* Task statement *
Scan the records for "light". Report each line that includes it.

* Data supplied *
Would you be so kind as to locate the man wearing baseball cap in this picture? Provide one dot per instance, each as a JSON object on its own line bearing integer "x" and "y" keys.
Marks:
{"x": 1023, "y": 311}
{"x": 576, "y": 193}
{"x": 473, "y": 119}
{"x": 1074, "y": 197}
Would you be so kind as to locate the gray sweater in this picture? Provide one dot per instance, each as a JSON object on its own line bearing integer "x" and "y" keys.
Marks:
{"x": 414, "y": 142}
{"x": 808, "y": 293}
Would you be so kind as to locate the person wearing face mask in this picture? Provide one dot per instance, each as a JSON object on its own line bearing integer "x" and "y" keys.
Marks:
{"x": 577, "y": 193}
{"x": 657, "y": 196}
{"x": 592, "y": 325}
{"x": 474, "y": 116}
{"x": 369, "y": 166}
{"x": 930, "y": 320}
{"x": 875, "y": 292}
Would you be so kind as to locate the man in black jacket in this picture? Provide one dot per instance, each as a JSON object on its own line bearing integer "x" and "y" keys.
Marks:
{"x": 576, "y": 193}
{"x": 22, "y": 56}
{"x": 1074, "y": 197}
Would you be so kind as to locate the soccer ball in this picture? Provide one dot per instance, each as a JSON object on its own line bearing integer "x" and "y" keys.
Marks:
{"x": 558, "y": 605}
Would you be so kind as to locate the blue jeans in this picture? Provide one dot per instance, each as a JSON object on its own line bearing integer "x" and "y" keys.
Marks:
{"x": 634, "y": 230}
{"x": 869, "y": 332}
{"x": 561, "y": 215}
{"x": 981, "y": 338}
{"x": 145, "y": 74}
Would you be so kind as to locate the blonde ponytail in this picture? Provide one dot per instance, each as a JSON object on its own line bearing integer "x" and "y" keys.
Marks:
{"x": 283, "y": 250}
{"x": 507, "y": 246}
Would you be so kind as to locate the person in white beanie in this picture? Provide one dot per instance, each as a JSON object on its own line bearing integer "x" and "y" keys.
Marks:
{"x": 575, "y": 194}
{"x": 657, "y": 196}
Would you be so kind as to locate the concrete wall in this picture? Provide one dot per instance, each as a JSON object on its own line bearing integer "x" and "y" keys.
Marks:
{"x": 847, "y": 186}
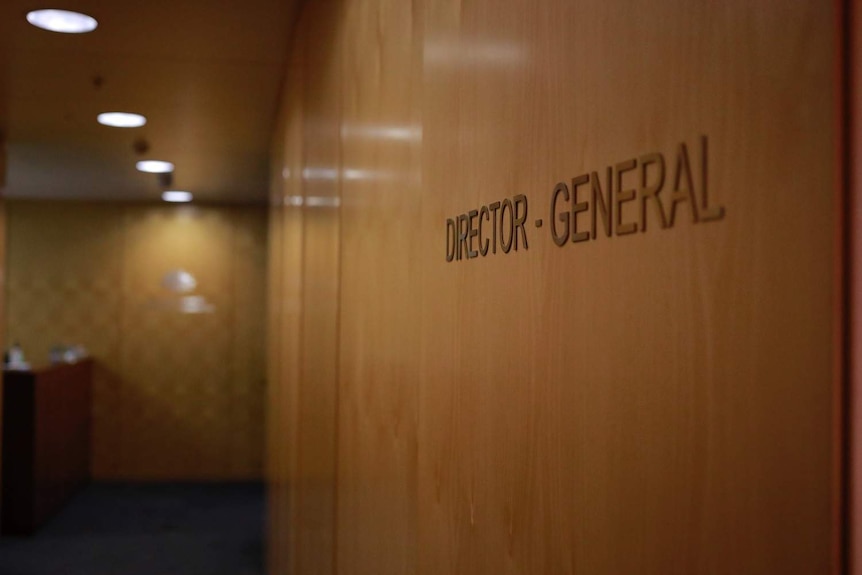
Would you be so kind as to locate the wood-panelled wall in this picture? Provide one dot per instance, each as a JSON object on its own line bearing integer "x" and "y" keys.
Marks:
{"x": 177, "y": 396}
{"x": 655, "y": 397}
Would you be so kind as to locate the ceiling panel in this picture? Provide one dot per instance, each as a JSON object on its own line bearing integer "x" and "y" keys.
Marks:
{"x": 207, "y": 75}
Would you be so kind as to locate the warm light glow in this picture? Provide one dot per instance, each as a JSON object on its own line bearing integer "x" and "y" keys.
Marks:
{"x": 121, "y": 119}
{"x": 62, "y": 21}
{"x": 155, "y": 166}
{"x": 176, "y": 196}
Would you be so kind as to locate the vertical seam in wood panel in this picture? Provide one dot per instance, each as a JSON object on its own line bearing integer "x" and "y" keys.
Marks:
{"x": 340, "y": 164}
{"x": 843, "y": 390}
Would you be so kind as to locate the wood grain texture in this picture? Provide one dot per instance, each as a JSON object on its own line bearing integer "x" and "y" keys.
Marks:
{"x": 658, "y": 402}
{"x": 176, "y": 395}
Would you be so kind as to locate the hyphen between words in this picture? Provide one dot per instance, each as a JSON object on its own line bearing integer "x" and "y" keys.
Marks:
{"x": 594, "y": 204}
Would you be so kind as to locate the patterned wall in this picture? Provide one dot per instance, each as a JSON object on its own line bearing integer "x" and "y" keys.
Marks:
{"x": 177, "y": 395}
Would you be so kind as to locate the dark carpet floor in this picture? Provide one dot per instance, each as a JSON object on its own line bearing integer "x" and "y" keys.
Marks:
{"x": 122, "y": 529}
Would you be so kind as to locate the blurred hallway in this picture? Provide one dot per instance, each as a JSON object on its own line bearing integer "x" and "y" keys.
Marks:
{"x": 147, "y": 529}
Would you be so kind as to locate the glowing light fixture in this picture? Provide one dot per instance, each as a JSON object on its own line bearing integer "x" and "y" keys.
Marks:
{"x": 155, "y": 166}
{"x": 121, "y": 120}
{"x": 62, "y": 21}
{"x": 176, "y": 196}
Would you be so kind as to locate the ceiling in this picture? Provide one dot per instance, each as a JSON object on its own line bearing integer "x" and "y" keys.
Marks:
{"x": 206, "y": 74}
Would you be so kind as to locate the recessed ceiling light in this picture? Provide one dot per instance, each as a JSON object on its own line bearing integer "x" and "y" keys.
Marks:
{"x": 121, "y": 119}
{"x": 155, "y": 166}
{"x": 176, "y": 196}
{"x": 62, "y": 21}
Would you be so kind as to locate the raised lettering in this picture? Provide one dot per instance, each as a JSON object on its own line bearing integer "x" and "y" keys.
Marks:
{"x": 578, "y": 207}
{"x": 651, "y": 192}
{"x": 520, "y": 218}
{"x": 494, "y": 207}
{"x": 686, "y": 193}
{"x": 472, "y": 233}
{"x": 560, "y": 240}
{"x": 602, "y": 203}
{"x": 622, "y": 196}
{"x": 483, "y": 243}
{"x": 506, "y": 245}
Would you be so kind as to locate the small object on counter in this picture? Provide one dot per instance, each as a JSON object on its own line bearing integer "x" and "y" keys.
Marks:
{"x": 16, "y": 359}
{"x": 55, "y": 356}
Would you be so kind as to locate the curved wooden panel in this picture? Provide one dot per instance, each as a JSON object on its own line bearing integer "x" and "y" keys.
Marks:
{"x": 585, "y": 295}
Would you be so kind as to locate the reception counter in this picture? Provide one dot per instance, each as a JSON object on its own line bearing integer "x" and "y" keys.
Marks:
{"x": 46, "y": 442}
---
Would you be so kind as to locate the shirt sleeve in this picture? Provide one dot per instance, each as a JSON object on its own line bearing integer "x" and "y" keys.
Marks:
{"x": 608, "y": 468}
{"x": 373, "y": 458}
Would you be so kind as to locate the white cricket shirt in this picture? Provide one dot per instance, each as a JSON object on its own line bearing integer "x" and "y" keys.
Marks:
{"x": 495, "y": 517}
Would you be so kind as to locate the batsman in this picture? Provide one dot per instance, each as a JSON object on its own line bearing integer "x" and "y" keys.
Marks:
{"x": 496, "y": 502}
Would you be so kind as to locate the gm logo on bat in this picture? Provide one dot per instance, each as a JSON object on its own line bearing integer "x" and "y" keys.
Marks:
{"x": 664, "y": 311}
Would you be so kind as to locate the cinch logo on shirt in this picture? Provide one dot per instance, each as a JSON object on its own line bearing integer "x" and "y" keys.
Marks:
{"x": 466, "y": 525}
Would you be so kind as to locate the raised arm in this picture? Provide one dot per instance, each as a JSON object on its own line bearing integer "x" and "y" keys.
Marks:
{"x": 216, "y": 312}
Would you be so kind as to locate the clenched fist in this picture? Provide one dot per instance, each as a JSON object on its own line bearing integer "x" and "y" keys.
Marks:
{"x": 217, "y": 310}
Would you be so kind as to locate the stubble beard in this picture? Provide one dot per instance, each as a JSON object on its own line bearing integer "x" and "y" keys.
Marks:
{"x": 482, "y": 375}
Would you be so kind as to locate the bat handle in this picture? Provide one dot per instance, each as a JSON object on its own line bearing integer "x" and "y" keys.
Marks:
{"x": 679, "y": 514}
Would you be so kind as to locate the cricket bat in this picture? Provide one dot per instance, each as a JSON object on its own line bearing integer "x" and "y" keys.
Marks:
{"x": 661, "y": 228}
...
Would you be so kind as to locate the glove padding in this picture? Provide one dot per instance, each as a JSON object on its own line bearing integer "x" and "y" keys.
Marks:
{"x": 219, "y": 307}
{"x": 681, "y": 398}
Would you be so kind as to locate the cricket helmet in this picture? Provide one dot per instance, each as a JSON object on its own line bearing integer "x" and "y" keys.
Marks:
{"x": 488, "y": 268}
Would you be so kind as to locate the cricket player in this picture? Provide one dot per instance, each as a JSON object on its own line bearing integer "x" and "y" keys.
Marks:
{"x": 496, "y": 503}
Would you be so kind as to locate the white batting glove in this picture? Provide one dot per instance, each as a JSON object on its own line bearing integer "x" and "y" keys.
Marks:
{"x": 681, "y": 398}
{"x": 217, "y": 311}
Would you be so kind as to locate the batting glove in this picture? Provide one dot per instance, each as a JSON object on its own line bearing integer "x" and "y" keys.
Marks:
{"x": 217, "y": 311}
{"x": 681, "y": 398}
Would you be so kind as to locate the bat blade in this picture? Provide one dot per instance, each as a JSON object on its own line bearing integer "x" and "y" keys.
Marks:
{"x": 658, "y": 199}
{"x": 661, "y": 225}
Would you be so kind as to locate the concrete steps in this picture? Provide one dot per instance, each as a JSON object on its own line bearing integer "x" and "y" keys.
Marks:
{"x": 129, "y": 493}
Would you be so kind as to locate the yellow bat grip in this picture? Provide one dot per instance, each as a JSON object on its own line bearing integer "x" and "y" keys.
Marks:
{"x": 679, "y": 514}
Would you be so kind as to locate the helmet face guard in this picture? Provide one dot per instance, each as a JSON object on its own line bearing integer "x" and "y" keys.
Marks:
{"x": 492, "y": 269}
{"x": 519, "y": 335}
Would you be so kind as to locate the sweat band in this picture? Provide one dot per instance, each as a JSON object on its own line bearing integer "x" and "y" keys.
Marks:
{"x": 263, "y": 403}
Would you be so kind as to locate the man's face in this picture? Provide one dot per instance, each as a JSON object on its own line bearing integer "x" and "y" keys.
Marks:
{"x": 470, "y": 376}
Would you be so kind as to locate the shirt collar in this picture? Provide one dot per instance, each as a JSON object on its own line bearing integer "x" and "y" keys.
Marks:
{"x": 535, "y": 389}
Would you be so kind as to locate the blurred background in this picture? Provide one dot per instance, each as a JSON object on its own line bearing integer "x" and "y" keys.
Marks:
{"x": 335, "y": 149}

* Result *
Would you be so kind as to locate the warm light glow in this picture? Provide one dot per instance, each as a JSON object on its own line bearing integer "x" and "y" keys.
Would you be so kind as to locate the glowing light fixture in this picture? Provide one dot per instance, each as a JSON object on its own line bearing integer "x" and "y" keys.
Would you be so kind as to locate the recessed ceiling light in this picture? Provide one dot per instance, each as a JSON object on its own line bearing integer "x" and "y" keys.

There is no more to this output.